TO DO: Pull out every line of the entries below and copy each one word for word.

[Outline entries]
______

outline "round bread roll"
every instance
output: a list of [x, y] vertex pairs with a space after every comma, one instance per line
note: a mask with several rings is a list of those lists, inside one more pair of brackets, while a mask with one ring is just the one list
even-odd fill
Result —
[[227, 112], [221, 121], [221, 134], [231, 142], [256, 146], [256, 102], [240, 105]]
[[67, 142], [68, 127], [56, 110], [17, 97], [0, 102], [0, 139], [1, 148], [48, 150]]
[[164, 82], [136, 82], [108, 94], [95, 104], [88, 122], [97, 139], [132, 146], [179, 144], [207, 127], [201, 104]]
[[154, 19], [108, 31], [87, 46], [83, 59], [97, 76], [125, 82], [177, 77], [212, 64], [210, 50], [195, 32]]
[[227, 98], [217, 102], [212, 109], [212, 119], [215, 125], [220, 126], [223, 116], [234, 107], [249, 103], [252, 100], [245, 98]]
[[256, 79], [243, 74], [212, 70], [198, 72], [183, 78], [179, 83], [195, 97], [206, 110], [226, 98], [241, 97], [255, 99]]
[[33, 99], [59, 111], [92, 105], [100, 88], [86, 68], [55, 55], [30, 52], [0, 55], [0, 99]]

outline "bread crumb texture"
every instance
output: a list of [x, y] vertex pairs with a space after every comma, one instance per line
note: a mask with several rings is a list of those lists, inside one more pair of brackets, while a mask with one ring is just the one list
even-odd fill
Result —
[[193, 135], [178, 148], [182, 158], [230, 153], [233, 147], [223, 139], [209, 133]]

______

THE SOLUTION:
outline "round bread roll"
every instance
output: a list of [x, y] vertex pairs with a space after every comma, one instance per line
note: a mask with several rings is a list of those lists, inside one more pair of brackets, while a mask with one ring is just the one list
even-odd fill
Result —
[[227, 112], [221, 121], [221, 134], [231, 142], [256, 146], [256, 102], [240, 105]]
[[67, 142], [68, 127], [56, 110], [17, 97], [0, 102], [0, 139], [1, 148], [48, 150]]
[[164, 82], [136, 82], [108, 94], [95, 104], [88, 122], [97, 139], [132, 146], [179, 144], [207, 127], [201, 104]]
[[154, 19], [108, 31], [87, 46], [83, 59], [97, 76], [125, 82], [177, 77], [212, 64], [210, 50], [195, 32]]
[[227, 98], [217, 102], [212, 109], [212, 119], [215, 125], [220, 126], [223, 116], [234, 107], [249, 103], [252, 100], [245, 98]]
[[256, 79], [243, 74], [212, 70], [198, 72], [183, 78], [179, 83], [195, 97], [206, 110], [226, 98], [241, 97], [255, 99]]
[[33, 99], [59, 111], [92, 105], [100, 88], [86, 68], [55, 55], [30, 52], [0, 55], [0, 99]]

outline "bread crumb texture"
every instance
output: a list of [x, y] vertex pairs with a space after every comma, one instance per line
note: a mask with several rings is a list of those lists, inside one more pair of brackets, while a mask with one ring is just the one list
even-odd fill
Result —
[[193, 135], [178, 148], [182, 158], [230, 153], [233, 147], [223, 139], [209, 133]]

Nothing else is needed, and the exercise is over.